* [Instructions to follow]:
Restrict the output to the lines below starting at the one that contains "positive clicks: (1723, 1028)" and ending at the one that contains "rough mask: <svg", and restate them word for word, both ends included.

* [Data provided]:
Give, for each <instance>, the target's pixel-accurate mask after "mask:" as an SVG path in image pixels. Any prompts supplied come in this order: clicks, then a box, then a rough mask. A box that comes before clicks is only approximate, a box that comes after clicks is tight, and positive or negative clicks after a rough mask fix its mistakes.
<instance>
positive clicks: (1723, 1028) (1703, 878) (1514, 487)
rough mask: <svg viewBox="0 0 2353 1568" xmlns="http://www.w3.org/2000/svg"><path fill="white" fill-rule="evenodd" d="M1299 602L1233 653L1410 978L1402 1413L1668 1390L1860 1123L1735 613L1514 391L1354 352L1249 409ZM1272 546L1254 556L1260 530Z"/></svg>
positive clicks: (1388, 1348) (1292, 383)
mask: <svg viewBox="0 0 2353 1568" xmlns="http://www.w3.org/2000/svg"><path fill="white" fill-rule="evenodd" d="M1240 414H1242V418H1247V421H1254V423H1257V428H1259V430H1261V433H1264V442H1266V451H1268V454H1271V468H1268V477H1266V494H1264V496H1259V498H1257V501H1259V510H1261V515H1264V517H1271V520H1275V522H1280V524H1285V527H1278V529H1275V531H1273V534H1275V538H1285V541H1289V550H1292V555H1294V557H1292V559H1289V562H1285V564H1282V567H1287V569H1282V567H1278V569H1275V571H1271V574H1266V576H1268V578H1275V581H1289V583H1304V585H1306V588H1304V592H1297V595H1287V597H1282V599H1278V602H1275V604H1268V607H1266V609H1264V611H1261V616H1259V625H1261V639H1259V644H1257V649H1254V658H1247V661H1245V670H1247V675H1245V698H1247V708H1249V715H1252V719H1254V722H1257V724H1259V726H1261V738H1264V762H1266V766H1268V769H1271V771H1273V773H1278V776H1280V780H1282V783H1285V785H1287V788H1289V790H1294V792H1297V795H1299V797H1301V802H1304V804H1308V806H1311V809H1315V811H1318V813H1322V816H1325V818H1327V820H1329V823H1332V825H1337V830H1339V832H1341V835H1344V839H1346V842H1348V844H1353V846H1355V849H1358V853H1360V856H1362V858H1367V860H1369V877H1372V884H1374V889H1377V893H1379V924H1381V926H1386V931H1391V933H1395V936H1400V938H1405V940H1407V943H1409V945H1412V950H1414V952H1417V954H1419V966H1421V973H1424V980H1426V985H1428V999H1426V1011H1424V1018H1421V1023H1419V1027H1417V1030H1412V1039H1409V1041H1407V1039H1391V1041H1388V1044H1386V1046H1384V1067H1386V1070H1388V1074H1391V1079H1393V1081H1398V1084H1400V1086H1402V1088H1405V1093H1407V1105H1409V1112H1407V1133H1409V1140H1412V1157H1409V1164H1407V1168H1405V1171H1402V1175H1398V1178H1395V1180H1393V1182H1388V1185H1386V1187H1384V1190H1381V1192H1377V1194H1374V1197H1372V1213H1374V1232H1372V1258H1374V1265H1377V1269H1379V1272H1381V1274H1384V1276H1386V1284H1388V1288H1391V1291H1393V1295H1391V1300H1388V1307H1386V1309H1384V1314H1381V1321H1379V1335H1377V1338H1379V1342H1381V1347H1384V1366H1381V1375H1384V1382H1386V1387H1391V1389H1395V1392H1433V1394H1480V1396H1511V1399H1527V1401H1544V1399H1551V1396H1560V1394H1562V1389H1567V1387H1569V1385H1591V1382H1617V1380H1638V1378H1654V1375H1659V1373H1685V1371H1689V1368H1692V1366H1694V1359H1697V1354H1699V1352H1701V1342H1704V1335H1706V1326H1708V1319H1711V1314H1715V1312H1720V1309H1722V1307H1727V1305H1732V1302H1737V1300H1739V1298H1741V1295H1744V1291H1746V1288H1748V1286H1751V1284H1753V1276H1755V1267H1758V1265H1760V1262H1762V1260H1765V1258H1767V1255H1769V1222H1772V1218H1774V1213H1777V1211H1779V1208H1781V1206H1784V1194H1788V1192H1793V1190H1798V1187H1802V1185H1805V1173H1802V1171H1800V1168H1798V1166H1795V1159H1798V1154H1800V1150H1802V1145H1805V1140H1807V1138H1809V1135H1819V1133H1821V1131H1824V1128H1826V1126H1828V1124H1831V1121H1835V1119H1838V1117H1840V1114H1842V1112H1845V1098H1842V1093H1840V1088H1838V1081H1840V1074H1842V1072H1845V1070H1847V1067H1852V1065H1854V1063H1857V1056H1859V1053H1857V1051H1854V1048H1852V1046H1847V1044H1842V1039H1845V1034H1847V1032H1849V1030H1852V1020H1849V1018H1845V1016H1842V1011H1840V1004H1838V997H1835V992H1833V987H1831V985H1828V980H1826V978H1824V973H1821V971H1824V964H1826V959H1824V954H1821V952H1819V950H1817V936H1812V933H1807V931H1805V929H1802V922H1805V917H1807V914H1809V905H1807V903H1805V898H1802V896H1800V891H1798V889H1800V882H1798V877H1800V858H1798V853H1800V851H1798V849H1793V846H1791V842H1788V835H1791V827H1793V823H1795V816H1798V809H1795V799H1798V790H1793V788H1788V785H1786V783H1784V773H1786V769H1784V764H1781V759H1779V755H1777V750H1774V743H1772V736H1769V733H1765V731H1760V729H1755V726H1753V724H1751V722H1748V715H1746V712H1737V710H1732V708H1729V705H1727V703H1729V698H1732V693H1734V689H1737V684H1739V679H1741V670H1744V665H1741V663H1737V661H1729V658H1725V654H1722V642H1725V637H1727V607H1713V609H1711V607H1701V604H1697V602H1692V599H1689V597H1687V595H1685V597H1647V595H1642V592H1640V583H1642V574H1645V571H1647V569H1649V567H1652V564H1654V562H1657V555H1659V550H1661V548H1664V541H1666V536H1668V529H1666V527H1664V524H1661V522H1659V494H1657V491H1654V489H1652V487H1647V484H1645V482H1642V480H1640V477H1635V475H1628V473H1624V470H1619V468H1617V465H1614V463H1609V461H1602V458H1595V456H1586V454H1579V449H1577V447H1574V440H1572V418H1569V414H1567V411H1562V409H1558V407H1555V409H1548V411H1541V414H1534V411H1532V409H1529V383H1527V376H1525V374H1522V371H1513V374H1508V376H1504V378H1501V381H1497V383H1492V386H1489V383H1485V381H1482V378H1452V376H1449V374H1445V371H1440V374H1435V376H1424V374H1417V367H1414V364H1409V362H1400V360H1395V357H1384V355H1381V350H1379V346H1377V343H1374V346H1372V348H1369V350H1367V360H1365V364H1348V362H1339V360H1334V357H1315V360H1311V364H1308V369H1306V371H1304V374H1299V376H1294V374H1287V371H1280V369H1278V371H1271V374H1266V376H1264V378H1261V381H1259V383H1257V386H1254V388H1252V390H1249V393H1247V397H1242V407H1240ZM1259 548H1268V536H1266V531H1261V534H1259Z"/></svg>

* [Your response]:
positive clicks: (1723, 1028) (1703, 878) (1514, 487)
rough mask: <svg viewBox="0 0 2353 1568" xmlns="http://www.w3.org/2000/svg"><path fill="white" fill-rule="evenodd" d="M1299 602L1233 653L1410 978L1402 1413L1668 1390L1860 1123L1735 613L1514 391L1354 352L1249 409ZM1272 546L1254 556L1260 530Z"/></svg>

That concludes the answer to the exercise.